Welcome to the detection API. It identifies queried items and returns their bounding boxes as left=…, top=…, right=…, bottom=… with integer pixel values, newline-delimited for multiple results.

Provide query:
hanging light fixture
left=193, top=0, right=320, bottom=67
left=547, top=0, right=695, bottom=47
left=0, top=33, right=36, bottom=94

===

● **SET PROBLEM**:
Edit the items above so that "light fixture" becomes "pendant lamp", keeping every other line the same.

● **THE SOLUTION**:
Welcome to the detection API. It identifies queried items and returns their bounding boxes as left=…, top=…, right=…, bottom=… with integer pixel values, newline-delimited for multiple results.

Provide query:
hanging pendant lamp
left=193, top=0, right=320, bottom=67
left=547, top=0, right=695, bottom=47
left=0, top=33, right=36, bottom=94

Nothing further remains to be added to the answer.